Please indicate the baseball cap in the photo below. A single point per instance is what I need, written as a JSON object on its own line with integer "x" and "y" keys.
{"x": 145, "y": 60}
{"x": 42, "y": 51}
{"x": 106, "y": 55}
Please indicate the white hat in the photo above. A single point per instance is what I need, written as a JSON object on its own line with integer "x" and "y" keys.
-.-.-
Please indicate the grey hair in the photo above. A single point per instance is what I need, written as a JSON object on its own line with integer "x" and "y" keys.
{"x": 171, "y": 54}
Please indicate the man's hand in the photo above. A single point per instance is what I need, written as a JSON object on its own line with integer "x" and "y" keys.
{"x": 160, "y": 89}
-.-.-
**WHAT IS EXPECTED**. Add -4 to every x and y coordinate in the data from the line with "Please indicate the baseball" through the line with "Please indicate the white", and write out all of those lines again with everything else unchanged.

**RESPONSE**.
Please indicate the baseball cap in the photo below. A single point per instance is what I need, written as a JSON object on its own line with integer "x" and "y" keys.
{"x": 141, "y": 56}
{"x": 38, "y": 47}
{"x": 102, "y": 51}
Please indicate the white hat in the photo above. A single point per instance is what I need, written as a JSON object on its own line with integer "x" and "y" keys.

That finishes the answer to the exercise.